[Mesa-dev] [PATCH 08/22] i965: Support very simple expansion options for tiled memcpy
Chris Wilson
chris at chris-wilson.co.uk
Sat Aug 5 09:40:00 UTC 2017
A big limitation of the current direct memcpy routine is that it only
recognises a couple of (admittedly) common colour types, and cannot do
any inline conversion. If we pass the mesa_format down to memcpy and
tell it the direction of the transfer, we can start accepting a few
mixed transfers and be less picky overall.
---
src/mesa/drivers/dri/i965/intel_pixel_read.c | 20 +--
src/mesa/drivers/dri/i965/intel_tex_image.c | 16 +--
src/mesa/drivers/dri/i965/intel_tex_subimage.c | 14 +-
src/mesa/drivers/dri/i965/intel_tiled_memcpy.c | 186 +++++++++++++++++--------
src/mesa/drivers/dri/i965/intel_tiled_memcpy.h | 17 ++-
5 files changed, 162 insertions(+), 91 deletions(-)

Data section:
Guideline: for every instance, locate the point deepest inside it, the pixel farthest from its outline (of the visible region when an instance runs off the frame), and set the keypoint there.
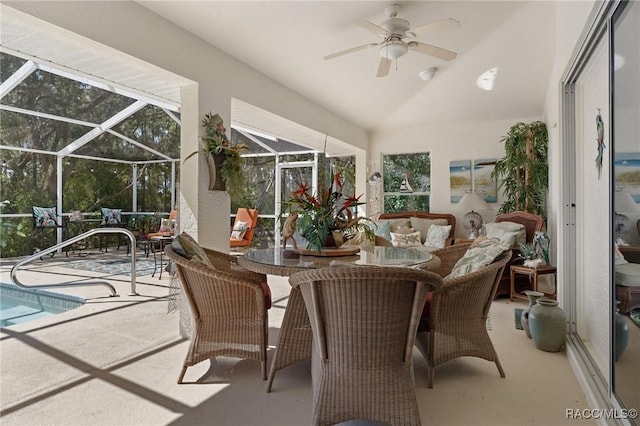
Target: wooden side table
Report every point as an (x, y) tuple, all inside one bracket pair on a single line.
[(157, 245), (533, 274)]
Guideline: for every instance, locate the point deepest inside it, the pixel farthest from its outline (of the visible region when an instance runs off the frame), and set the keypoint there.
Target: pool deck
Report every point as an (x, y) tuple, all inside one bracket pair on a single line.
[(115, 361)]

--

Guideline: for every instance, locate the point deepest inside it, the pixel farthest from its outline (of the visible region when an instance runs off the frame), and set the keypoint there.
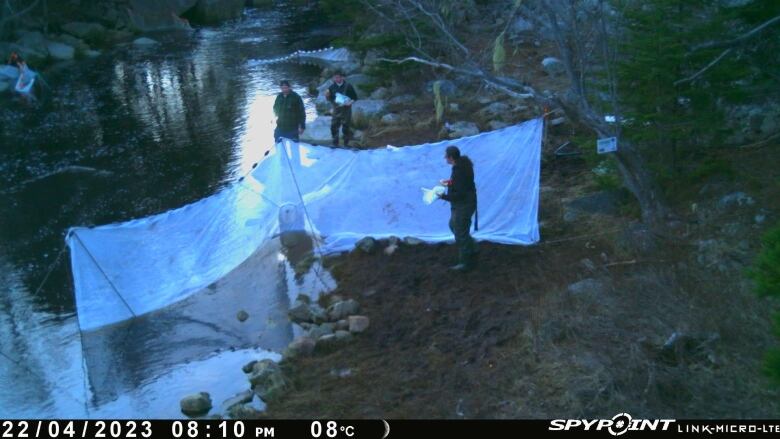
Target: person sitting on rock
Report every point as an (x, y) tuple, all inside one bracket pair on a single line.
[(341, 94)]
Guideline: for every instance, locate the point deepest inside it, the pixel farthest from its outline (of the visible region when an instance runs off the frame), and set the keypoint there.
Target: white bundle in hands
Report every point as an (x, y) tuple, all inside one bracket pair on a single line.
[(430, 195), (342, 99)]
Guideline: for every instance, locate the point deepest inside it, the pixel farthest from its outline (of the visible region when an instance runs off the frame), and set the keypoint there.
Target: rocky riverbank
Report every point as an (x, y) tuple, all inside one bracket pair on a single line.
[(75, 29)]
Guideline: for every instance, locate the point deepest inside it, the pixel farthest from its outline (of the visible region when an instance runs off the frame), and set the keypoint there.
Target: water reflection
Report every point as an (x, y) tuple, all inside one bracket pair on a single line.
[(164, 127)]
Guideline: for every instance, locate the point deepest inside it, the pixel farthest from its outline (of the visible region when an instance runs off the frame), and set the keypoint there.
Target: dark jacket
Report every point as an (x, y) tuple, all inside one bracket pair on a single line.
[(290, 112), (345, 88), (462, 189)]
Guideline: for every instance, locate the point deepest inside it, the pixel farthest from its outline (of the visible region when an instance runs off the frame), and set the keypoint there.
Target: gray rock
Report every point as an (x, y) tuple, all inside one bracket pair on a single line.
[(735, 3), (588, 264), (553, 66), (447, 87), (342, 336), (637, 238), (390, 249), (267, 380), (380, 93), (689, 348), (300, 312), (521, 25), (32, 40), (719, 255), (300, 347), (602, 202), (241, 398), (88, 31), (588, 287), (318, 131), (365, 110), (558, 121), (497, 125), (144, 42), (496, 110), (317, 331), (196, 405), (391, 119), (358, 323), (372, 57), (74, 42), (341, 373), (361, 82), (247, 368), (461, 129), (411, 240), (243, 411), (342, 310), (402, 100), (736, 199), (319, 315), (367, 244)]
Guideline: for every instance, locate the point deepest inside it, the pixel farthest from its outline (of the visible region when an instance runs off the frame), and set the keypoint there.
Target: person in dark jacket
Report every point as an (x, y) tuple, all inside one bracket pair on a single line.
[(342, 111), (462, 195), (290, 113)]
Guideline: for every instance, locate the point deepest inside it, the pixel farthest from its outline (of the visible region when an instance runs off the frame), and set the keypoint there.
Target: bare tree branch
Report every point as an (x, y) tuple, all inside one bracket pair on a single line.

What this task involves: Copy out the section of the memcpy patch note that starts at "[Mesa-dev] [PATCH 08/22]" and ends at "less picky overall.", swapping "picky" for "strict".

Correct result:
[Mesa-dev] [PATCH 08/22] i965: Support very simple expansion options for tiled memcpy
Chris Wilson
chris at chris-wilson.co.uk
Sat Aug 5 09:40:00 UTC 2017
A big limitation of the current direct memcpy routine is that it only
recognises a couple of (admittedly) common colour types, and cannot do
any inline conversion. If we pass the mesa_format down to memcpy and
tell it the direction of the transfer, we can start accepting a few
mixed transfers and be less strict overall.